* [Source data]:
----------------

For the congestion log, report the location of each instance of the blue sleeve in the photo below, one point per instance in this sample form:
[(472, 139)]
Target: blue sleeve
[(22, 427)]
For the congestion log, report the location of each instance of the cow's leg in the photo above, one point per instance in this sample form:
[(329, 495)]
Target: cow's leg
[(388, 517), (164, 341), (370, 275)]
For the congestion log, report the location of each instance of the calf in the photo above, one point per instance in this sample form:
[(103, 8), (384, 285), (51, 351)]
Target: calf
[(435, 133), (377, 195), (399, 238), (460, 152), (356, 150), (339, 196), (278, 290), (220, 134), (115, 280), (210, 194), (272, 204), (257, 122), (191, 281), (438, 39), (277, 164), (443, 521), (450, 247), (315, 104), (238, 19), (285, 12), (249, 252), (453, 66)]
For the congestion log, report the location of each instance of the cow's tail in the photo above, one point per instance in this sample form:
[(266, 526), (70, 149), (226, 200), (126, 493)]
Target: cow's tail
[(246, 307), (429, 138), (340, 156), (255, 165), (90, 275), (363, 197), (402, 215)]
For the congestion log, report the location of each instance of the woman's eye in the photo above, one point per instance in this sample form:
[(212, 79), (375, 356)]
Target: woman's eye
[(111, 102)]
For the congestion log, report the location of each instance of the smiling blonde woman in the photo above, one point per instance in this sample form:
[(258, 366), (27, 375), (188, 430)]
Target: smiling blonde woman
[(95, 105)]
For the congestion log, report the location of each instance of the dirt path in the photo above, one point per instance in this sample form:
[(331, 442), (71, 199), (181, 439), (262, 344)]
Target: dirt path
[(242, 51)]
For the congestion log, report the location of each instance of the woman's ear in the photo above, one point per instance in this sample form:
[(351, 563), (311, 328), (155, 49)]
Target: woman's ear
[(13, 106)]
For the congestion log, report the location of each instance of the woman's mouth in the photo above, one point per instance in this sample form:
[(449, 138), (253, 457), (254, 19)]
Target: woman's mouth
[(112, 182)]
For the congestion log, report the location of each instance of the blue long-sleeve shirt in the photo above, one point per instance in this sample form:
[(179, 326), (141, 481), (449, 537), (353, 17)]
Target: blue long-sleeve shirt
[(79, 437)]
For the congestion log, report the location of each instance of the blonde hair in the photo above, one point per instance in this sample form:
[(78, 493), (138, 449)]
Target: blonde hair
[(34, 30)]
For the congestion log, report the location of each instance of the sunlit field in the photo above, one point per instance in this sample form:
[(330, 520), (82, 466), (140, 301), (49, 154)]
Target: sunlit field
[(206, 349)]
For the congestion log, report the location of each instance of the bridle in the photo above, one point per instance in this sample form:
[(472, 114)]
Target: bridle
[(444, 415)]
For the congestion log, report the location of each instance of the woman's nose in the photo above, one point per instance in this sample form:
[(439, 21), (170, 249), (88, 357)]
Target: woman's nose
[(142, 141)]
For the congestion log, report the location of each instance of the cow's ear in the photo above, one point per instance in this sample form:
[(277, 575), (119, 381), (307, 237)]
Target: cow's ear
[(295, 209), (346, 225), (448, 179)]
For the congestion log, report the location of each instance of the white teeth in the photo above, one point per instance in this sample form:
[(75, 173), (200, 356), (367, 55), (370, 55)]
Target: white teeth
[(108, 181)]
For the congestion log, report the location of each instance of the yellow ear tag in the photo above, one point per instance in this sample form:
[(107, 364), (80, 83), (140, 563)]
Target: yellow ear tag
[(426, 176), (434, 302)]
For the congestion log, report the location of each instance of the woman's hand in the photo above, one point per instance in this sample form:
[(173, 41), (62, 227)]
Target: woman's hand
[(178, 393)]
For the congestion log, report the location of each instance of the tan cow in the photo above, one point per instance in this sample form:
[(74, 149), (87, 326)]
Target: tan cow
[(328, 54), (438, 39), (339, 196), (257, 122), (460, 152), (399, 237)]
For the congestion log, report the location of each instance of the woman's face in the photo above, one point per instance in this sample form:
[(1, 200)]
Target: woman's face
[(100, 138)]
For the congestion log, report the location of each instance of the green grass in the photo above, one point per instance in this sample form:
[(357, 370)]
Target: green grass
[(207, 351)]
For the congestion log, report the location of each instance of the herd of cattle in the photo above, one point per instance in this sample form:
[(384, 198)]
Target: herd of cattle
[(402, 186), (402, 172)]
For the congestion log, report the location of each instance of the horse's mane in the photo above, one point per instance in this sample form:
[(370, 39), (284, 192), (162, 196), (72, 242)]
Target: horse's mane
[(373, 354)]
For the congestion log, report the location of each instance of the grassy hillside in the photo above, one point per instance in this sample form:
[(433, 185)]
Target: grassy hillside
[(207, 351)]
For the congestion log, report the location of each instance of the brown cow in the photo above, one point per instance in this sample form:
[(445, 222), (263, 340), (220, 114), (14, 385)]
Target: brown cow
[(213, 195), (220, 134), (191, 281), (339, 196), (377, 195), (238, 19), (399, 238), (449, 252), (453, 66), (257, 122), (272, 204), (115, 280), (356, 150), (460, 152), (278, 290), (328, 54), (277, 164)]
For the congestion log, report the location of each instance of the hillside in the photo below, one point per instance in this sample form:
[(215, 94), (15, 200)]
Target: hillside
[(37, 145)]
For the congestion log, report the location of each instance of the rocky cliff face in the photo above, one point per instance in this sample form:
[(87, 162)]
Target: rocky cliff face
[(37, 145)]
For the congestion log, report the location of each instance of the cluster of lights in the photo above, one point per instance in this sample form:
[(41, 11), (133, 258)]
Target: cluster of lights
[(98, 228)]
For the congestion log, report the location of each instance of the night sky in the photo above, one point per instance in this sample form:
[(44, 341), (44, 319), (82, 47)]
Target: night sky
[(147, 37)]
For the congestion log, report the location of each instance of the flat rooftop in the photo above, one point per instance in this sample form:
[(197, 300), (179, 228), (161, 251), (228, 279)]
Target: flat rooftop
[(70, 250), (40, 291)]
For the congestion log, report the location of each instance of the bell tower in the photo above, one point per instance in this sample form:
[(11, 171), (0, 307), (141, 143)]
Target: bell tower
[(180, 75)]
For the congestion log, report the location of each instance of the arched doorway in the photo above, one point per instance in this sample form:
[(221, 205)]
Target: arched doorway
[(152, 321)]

----------------

* [Exercise requirements]: Exactness is what counts here: write out every record again.

* [Response to this task]:
For the congestion log, report the location of each instance of the blue sleeve in the photo below, one point per instance in this sample form:
[(472, 139)]
Target: blue sleeve
[(22, 427)]
For the congestion log, report the location of each instance of the cow's leg in the photo above, one point per instance in this sample form:
[(329, 495)]
Target: cow's leg
[(388, 517), (164, 341), (370, 275)]
For the congestion log, report the location of each instance of the calf in the photo above, one point per instance in this sample form:
[(103, 8), (384, 285), (51, 351)]
Target: calf
[(435, 133), (377, 195), (399, 238), (460, 152), (356, 150), (339, 196), (278, 290), (220, 134), (115, 280), (210, 194), (272, 204), (257, 122), (191, 281), (438, 39), (277, 164), (443, 521), (450, 247), (315, 104), (238, 19), (285, 12), (249, 252), (453, 66)]
For the congestion log, report the location of each instance of the cow's tail in the photo above, one point per instance in this sample form:
[(266, 526), (70, 149), (226, 200), (126, 493)]
Target: cow's tail
[(246, 307), (429, 138), (340, 156), (255, 165), (90, 275), (363, 197), (402, 215)]
For the congestion log, report the location of each instance of the woman's eye in the photo above, one point per instance in this sample form:
[(212, 79), (375, 356)]
Target: woman's eye
[(111, 102)]
For the congestion log, report the location of each instance of the smiling blonde woman in the photo above, one point per instance in this sample form:
[(258, 366), (27, 375), (188, 430)]
Target: smiling blonde woman
[(95, 105)]
For the congestion log, report the location of each instance of the dirt path in the photo above, one point per instance in this sample form:
[(331, 442), (71, 199), (181, 439), (262, 344)]
Target: dirt path
[(242, 51)]
For the congestion log, report the location of each instance of the woman's ear in the photo above, one point per instance in this sample form:
[(351, 563), (311, 328), (155, 49)]
Target: woman's ear
[(13, 106)]
For the congestion log, report the location of each instance of the woman's mouth in the photo above, one point per instance in this sample form:
[(449, 138), (253, 457), (254, 19)]
Target: woman's mouth
[(112, 182)]
For the congestion log, report the location of each instance of the blue long-sleeve shirt in the photo above, one point per instance in this sample form:
[(179, 326), (141, 481), (449, 537), (353, 17)]
Target: blue long-sleeve shirt
[(79, 437)]
For the congestion log, report the location of each instance of the blonde hair in the photo above, one point per instance in this sample form:
[(78, 493), (138, 449)]
Target: blonde hair
[(34, 30)]
For the congestion log, report the location of each instance of the sunlit field in the photo above, one point per instance in this sample form:
[(330, 520), (82, 466), (140, 301), (49, 154)]
Target: sunlit field
[(206, 349)]
For the congestion log, report the location of each instance of the bridle in the photo above, one point per instance in this sample form:
[(472, 114)]
Target: bridle
[(444, 415)]
For the congestion log, report the location of each instance of the woman's nose in the photo above, one point per instance in this sample form:
[(439, 21), (170, 249), (88, 357)]
Target: woman's nose
[(142, 141)]
For the congestion log, report the location of each instance of the cow's ear in the photo above, one point per instance in this sample form:
[(277, 575), (119, 381), (307, 237)]
Target: cow's ear
[(295, 209), (346, 225), (448, 179)]
For the congestion log, report the location of each instance of the white teeth in the photo above, one point per instance in this sample form:
[(75, 173), (200, 356), (367, 55), (370, 55)]
Target: white teeth
[(108, 181)]
For the congestion log, report the location of each instance of the yellow ear tag in the photo above, one point per instance in this sample form:
[(107, 364), (80, 83), (140, 563)]
Target: yellow ear tag
[(426, 176), (434, 302)]
For the congestion log, report the location of each instance of the woman's hand in the photo above, one point per instance in this sample form:
[(173, 41), (62, 227)]
Target: woman's hand
[(178, 393)]
For the congestion log, report the location of each instance of the tan cow in the photo above, one point per instance in this sample form:
[(74, 149), (87, 326)]
Target: tan cow
[(328, 54), (438, 39), (339, 196), (257, 122), (460, 152), (399, 237)]
For the congestion log, report the location of each instance of the woman's face in the photo above, one point per instance in this sample form:
[(1, 200)]
Target: woman's face
[(100, 138)]
For the congestion log, report the location of each instance of the green grass in the photo above, one point per instance in this sample form:
[(357, 370)]
Target: green grass
[(207, 351)]
For the congestion log, report the location of each instance of the herd of cattle in the photo above, one point per instance in this sample form:
[(384, 198)]
Target: herd of cattle
[(402, 186), (402, 172)]
For the congestion log, report the location of each instance of the horse's mane in the photo above, one point per instance in this sample form:
[(370, 39), (284, 192), (162, 196), (72, 242)]
Target: horse's mane
[(373, 354)]
For the congestion log, report the location of each instance of the grassy hillside in the photo above, one point per instance in this sample form:
[(433, 185)]
Target: grassy hillside
[(207, 351)]
For the congestion log, report the location of each instance of the brown cow in the photo above, one point per instance in this sample form:
[(445, 222), (263, 340), (220, 114), (14, 385)]
Target: brown cow
[(213, 195), (220, 134), (191, 281), (339, 196), (377, 195), (238, 19), (399, 238), (449, 252), (453, 66), (257, 122), (272, 204), (115, 280), (356, 150), (460, 152), (278, 290), (328, 54), (277, 164)]
For the congestion log, report the location of each instance of the hillside in the photo below, one point per instance in this sample form:
[(215, 94), (15, 200)]
Target: hillside
[(37, 145)]
For the congestion log, report the location of each instance of the rocky cliff face in the photo above, one point per instance in this sample form:
[(87, 162)]
Target: rocky cliff face
[(37, 145)]
For the congestion log, report the location of each instance of the cluster of lights in the photo above, one point per instance in this sample form:
[(41, 11), (133, 258)]
Target: cluster of lights
[(98, 228)]
For the congestion log, report the location of each instance of the night sky in the photo above, one point per instance in this sample form:
[(44, 341), (44, 319), (82, 47)]
Target: night sky
[(147, 37)]
For the congestion log, report the location of each instance of the flat rooftop in the photo above, one point per instance in this sample form:
[(197, 300), (179, 228), (161, 251), (228, 279)]
Target: flat rooftop
[(70, 250), (40, 291)]
For the congestion log, report the location of each instance of the bell tower in the photo above, one point per instance in this sample form:
[(11, 171), (0, 307), (141, 143)]
Target: bell tower
[(180, 75)]
For the congestion log, report the location of each instance of the arched doorway in the photo above, one point per instance in this sample form:
[(221, 205)]
Target: arched doorway
[(152, 321)]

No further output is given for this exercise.